Copy all of the material below word for word, leaving out the pictures.

:::::

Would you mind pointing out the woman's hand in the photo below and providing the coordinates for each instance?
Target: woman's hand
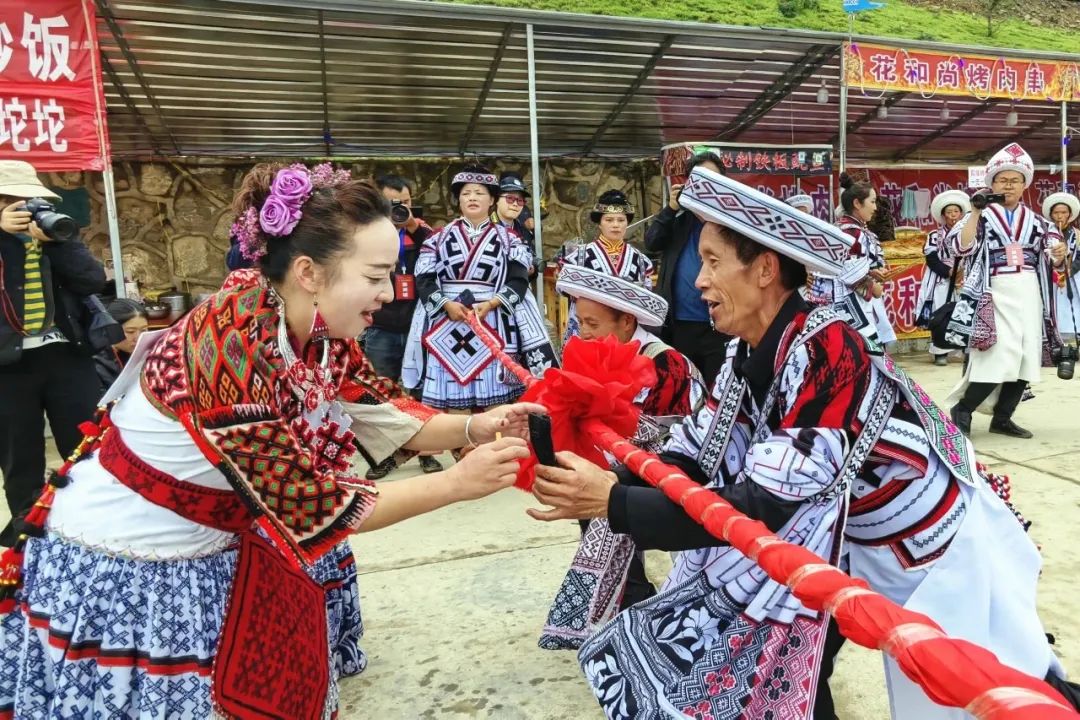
(510, 420)
(673, 197)
(455, 311)
(15, 220)
(1057, 253)
(488, 469)
(577, 490)
(484, 308)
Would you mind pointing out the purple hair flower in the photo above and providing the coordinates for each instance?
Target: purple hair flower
(292, 185)
(277, 218)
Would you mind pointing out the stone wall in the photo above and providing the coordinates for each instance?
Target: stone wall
(174, 215)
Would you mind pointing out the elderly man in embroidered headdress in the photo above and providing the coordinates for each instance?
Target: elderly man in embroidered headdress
(825, 442)
(946, 208)
(1004, 313)
(607, 573)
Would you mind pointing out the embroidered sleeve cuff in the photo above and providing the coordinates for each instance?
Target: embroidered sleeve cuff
(434, 302)
(381, 430)
(509, 298)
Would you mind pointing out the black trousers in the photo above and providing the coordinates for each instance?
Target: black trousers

:::::

FINISHED TASK:
Would you mind pointing out the woman's hand in the photo below and providing the coordinates for each instance?
Target: woman's hand
(510, 420)
(673, 197)
(455, 311)
(15, 220)
(1057, 253)
(488, 469)
(577, 490)
(484, 308)
Would you mind pointing out the purple hair flower in the photo above and providing the coordinates for each instance?
Target: purple hair flower
(292, 185)
(277, 218)
Would you mind pointing out the stone wall in the photo above and providing the coordinates for each instance?
Target: stone wall
(174, 215)
Would you mind pointing out the elderly man in embroidered headdress in the photo above and providing the coordinates for each instance?
Target: elderly man in embroidered headdress
(825, 442)
(946, 208)
(1004, 313)
(607, 573)
Would you mind pointing out the embroidered sleeve cuff in the photo above and providing the coordinates for each instance?
Target: embroidered sleeve cuff
(434, 302)
(381, 430)
(509, 298)
Would you mind pointing out the black trousers in the photo above and providing the coordinates for each instance?
Target: black trousers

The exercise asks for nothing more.